* Aim
Please filter the listing below, copying out each line that contains the string "railing". The match is case-sensitive.

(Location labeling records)
----

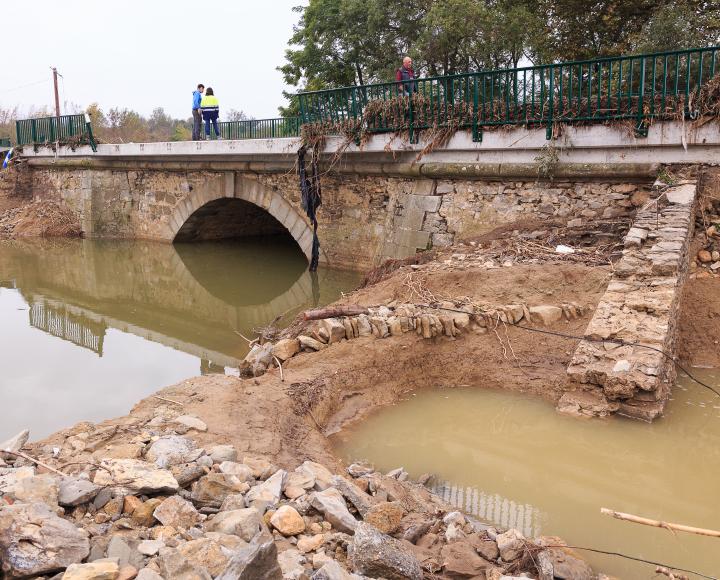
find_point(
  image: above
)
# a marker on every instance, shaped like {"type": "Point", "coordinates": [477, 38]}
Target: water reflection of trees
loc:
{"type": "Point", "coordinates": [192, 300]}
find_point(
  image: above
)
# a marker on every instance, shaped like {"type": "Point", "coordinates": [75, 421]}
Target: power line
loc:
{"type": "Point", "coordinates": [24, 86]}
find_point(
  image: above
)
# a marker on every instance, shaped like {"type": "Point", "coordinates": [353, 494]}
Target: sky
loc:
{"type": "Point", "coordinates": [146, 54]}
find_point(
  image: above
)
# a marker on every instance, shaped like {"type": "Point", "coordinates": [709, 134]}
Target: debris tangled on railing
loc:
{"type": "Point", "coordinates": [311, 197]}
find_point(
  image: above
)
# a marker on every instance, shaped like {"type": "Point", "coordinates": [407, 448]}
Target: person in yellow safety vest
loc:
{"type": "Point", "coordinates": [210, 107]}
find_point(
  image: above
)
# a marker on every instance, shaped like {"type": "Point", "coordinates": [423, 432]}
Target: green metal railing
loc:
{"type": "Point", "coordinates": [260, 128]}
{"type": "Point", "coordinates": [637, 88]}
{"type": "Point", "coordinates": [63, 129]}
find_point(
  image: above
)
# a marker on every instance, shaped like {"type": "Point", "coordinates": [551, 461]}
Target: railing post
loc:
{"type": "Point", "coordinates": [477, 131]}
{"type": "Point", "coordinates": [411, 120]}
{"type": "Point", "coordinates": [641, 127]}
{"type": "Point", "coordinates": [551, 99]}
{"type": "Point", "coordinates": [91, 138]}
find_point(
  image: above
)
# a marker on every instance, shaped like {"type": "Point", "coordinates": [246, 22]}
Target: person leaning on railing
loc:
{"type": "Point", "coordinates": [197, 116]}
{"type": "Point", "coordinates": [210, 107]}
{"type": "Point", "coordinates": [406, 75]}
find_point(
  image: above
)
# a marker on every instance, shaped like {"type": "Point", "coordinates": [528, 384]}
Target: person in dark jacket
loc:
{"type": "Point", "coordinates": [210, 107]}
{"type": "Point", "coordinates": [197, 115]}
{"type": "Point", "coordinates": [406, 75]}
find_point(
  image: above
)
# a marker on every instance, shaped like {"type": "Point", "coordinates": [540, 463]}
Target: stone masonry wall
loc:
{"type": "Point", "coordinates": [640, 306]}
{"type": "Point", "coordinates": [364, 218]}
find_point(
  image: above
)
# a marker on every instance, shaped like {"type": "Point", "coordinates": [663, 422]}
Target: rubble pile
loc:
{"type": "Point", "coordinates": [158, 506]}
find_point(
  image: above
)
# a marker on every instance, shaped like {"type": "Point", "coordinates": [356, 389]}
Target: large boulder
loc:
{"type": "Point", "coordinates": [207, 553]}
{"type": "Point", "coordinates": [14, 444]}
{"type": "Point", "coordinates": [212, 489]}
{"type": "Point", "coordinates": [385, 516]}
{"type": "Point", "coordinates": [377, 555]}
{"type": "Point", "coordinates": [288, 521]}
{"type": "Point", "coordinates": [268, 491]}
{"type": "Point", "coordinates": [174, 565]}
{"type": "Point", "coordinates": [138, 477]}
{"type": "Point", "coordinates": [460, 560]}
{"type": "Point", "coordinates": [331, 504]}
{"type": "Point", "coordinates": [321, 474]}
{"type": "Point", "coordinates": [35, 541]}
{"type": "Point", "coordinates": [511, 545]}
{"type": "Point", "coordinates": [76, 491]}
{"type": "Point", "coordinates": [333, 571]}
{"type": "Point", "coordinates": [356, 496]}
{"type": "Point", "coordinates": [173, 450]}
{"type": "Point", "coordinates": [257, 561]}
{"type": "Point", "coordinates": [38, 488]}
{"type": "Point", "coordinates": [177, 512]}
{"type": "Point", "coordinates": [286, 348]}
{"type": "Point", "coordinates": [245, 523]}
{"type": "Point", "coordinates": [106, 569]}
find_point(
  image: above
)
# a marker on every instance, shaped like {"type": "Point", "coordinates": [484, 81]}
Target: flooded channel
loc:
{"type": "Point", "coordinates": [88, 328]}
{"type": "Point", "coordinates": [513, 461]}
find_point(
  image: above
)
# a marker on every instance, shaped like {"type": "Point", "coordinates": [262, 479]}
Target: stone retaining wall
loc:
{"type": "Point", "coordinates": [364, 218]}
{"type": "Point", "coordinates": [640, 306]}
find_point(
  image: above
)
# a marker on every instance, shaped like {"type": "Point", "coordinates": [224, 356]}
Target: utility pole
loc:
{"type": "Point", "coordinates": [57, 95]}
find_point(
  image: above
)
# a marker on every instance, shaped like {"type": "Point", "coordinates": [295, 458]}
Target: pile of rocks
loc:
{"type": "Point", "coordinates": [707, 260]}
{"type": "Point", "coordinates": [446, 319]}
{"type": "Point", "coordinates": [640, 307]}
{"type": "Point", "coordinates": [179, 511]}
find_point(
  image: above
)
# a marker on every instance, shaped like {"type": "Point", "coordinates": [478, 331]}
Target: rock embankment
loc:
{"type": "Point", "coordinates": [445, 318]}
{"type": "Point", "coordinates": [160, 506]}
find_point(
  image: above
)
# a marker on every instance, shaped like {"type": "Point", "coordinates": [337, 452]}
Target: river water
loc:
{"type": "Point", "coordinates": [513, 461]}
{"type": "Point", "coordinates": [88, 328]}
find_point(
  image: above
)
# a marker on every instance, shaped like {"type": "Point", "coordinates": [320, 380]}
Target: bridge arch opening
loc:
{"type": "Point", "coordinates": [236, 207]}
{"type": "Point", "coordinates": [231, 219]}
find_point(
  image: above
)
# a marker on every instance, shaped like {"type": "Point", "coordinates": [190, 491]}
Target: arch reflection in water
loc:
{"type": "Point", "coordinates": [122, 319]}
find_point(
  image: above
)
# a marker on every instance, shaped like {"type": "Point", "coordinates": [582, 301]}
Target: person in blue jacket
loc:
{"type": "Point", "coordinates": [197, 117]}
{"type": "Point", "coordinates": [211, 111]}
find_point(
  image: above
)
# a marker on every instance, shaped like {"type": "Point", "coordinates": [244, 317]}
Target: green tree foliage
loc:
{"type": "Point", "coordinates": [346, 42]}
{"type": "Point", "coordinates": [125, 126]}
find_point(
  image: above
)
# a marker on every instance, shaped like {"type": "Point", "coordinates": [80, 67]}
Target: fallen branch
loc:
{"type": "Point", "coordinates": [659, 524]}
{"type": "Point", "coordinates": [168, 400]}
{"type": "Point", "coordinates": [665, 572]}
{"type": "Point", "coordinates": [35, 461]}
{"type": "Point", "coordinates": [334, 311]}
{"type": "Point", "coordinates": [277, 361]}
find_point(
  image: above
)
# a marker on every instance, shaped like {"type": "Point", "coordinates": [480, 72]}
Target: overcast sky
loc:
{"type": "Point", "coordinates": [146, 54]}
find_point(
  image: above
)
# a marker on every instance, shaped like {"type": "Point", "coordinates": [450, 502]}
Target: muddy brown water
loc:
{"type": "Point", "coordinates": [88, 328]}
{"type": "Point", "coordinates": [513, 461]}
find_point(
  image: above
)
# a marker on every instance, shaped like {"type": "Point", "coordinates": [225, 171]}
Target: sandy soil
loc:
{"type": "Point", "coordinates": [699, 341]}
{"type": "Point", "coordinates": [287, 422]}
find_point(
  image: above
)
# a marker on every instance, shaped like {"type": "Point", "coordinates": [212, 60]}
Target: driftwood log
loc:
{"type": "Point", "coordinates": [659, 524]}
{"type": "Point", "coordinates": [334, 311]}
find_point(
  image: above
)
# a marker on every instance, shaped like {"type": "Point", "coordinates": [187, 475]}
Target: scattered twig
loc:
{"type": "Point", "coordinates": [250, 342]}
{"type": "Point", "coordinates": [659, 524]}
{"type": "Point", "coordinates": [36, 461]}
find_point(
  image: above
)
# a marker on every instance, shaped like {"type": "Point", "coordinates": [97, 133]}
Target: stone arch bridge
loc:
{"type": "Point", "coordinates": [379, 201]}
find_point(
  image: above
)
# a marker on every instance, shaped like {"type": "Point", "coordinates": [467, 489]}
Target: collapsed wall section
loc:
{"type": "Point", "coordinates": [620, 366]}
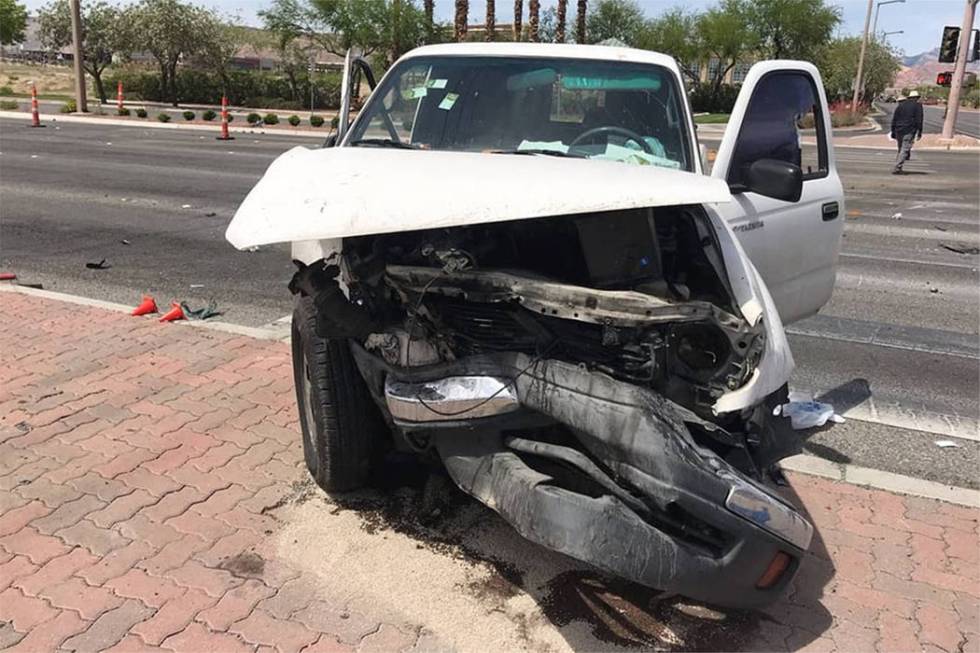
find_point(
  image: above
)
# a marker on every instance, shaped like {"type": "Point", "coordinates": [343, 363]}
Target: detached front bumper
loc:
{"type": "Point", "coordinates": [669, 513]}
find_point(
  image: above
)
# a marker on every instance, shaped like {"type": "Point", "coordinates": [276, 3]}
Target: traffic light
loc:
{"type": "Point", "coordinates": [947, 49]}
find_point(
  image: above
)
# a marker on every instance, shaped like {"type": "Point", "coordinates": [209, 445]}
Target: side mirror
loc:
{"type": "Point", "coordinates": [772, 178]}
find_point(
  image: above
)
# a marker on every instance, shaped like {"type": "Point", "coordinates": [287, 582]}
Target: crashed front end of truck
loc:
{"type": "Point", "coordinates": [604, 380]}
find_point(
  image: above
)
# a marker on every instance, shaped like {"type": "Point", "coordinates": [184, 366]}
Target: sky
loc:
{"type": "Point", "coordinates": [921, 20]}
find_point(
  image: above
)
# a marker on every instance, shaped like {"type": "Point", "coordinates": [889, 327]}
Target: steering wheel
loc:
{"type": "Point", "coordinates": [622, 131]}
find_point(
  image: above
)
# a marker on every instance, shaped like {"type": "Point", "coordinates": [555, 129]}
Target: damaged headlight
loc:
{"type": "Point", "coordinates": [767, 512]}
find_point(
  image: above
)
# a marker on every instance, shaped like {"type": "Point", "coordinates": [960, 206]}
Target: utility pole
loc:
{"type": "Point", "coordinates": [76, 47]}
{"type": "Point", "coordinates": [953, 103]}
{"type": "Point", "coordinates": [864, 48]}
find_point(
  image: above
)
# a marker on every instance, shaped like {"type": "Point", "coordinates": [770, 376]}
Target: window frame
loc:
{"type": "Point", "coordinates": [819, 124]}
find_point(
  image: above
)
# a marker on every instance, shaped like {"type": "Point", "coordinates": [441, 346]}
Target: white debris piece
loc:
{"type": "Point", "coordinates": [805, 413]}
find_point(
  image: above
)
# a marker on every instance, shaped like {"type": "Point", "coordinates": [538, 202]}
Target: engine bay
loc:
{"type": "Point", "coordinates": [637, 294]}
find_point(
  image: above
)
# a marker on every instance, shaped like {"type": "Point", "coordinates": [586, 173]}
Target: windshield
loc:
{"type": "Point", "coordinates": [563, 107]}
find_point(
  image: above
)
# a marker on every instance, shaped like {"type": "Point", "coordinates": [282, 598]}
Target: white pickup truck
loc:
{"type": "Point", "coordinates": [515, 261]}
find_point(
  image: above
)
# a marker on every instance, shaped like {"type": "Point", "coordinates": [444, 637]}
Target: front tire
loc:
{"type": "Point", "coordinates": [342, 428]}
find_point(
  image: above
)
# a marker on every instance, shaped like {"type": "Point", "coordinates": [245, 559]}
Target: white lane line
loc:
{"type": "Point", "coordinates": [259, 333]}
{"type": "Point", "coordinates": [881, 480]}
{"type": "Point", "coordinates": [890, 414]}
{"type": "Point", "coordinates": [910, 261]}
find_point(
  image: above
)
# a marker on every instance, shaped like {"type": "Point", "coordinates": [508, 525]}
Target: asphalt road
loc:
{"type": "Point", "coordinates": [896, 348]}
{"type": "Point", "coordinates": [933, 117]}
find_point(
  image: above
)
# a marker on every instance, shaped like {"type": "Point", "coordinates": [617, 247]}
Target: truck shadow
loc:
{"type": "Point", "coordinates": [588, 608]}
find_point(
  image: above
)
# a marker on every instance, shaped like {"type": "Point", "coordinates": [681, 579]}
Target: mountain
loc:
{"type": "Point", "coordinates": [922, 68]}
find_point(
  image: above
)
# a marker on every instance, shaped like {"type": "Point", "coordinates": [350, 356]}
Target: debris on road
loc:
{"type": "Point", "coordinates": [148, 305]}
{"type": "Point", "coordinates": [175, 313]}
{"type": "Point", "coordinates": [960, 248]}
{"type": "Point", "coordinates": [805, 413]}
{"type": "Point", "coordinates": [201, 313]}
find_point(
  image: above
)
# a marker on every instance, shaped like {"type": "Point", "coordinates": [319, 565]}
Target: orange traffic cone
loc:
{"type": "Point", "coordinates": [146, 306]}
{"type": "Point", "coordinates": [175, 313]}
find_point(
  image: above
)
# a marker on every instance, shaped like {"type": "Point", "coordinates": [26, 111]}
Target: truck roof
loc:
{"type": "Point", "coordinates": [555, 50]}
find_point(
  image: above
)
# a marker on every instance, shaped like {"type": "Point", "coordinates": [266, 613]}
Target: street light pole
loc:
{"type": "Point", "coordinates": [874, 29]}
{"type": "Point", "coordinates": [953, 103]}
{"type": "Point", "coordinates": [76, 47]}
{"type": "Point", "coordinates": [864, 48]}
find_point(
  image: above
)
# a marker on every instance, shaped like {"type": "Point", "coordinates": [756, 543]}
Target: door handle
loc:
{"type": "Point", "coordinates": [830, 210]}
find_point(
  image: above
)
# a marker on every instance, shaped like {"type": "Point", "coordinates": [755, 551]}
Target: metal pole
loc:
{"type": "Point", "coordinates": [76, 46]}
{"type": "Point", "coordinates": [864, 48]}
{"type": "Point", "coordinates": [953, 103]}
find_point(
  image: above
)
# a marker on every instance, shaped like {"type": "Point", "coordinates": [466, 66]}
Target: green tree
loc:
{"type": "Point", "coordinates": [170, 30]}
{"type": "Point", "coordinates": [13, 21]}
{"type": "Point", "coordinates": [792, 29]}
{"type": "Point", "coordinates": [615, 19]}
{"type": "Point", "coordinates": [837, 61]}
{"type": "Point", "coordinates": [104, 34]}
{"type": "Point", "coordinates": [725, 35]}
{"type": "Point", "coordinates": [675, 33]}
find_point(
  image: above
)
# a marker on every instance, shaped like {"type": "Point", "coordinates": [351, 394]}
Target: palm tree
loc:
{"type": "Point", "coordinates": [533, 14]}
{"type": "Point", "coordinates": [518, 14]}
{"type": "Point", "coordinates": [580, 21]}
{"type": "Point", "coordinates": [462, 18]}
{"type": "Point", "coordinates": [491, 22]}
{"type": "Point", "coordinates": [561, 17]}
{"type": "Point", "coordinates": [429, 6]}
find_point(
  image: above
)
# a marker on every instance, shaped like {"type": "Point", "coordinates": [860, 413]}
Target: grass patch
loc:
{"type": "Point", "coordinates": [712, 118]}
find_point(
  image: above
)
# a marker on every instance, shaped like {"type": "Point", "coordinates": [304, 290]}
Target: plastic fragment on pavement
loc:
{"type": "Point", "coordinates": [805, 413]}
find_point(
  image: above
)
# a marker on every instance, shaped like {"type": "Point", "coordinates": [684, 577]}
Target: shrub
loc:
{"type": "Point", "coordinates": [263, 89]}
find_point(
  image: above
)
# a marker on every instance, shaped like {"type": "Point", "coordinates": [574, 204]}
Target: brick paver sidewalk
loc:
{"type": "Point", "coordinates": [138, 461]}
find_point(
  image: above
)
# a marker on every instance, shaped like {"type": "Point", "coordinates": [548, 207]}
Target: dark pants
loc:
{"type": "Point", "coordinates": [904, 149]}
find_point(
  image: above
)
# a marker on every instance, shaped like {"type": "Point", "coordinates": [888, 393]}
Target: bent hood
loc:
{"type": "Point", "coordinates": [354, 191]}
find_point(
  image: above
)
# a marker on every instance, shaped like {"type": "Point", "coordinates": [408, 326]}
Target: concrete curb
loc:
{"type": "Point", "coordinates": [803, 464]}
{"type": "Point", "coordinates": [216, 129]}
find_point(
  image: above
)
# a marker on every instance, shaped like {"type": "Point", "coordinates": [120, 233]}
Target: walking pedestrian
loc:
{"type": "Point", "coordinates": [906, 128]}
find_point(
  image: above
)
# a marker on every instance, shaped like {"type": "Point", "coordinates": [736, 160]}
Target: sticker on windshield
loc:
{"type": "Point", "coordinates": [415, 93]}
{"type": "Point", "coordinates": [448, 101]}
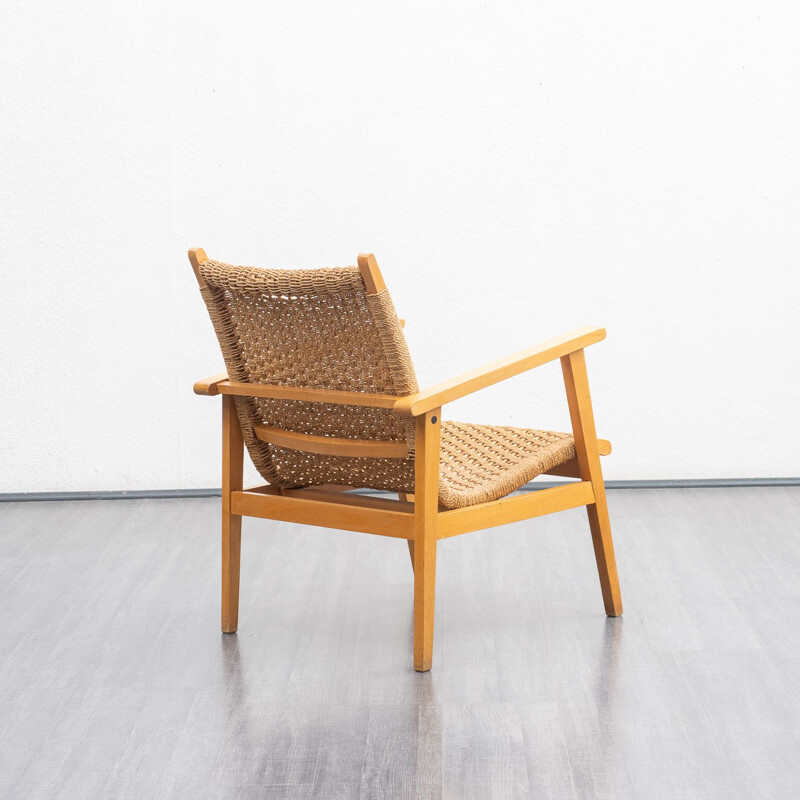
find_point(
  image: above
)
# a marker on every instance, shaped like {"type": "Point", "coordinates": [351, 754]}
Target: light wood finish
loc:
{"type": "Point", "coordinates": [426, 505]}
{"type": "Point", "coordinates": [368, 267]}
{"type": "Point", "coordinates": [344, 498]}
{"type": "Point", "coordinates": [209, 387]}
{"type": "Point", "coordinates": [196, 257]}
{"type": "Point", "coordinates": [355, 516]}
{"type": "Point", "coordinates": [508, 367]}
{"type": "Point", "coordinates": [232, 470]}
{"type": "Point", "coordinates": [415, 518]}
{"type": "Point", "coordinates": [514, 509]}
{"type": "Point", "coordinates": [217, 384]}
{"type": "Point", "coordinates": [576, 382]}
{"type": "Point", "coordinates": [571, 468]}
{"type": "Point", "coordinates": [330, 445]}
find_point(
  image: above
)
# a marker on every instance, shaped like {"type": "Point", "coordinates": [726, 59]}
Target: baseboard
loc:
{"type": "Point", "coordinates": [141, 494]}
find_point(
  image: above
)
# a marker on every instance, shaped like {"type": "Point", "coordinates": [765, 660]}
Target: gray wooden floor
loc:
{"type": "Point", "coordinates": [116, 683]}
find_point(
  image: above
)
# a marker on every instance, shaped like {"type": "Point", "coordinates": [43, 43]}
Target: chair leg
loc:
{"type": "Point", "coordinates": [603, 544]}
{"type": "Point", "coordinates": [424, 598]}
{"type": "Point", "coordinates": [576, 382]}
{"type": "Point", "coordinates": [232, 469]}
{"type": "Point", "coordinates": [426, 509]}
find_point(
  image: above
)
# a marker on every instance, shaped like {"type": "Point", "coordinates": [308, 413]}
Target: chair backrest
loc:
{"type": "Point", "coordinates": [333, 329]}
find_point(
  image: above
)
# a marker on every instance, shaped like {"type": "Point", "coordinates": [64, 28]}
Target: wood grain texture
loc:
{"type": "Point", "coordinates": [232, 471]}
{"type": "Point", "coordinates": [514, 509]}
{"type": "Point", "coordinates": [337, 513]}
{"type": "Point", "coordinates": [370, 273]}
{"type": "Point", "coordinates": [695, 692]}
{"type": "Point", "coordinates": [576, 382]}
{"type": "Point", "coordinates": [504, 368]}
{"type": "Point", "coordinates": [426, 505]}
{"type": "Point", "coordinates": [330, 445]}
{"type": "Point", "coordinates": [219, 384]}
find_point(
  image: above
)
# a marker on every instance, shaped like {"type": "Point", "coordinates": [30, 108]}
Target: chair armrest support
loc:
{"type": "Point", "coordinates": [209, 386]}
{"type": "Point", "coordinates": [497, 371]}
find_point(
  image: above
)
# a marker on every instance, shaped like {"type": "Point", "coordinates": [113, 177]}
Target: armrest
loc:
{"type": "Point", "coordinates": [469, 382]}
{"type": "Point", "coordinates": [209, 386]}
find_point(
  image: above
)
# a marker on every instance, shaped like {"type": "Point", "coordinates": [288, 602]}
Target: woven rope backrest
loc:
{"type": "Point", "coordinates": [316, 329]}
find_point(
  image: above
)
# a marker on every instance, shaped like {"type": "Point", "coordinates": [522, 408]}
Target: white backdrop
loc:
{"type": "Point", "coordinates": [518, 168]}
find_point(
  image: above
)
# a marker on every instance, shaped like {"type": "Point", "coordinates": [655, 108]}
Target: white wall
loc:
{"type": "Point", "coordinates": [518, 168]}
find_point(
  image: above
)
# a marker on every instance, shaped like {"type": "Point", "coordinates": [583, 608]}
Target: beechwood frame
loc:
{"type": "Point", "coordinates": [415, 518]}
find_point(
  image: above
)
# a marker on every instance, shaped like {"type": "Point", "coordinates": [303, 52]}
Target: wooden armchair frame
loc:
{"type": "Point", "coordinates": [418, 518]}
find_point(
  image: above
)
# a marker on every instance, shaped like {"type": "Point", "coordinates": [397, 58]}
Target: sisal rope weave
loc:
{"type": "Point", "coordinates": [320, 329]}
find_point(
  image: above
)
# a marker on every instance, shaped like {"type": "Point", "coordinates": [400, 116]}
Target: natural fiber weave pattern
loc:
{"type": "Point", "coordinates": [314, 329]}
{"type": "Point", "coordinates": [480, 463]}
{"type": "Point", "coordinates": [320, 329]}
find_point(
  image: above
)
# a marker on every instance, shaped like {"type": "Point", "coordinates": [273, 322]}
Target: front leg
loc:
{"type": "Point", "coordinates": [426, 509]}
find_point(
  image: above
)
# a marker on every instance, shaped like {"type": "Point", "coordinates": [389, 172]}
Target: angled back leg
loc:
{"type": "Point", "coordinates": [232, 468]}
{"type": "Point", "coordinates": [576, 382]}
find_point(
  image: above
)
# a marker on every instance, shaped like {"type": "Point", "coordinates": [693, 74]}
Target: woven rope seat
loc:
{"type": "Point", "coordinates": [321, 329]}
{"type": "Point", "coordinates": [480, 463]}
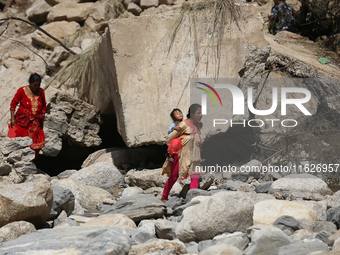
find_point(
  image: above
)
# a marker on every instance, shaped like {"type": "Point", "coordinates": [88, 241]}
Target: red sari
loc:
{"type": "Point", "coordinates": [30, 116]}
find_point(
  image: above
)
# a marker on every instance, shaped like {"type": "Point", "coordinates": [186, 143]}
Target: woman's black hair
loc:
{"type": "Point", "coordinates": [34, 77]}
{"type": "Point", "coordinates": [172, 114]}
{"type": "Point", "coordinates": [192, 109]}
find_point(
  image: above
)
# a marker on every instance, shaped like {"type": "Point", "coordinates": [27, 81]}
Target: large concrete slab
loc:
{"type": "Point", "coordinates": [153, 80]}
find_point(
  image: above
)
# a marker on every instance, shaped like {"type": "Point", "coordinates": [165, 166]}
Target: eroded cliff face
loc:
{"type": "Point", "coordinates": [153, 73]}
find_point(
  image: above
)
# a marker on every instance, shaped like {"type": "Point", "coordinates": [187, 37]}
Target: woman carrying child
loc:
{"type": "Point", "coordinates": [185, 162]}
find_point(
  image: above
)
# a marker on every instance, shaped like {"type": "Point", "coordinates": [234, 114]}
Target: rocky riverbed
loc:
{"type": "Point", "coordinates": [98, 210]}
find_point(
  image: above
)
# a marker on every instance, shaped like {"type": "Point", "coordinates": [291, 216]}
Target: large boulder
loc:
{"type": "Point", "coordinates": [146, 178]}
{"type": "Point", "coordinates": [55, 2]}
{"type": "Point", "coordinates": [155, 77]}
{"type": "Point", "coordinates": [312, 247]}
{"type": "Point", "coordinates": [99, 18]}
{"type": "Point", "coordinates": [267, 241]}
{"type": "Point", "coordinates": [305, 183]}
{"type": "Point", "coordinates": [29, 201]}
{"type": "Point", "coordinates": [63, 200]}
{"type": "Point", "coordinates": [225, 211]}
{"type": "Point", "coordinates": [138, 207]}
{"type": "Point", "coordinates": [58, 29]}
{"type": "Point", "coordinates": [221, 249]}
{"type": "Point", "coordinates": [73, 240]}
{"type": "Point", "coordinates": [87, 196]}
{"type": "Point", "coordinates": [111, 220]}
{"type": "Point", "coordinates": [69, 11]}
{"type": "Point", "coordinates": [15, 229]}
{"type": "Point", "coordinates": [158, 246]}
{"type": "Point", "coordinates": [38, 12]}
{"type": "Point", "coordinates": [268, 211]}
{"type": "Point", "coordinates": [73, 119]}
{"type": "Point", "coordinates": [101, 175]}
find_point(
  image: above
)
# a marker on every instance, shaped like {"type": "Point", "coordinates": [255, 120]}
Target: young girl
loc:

----

* Task result
Target: debris tangled on railing
Target: green metal railing
Target: railing post
Target: person leaning on railing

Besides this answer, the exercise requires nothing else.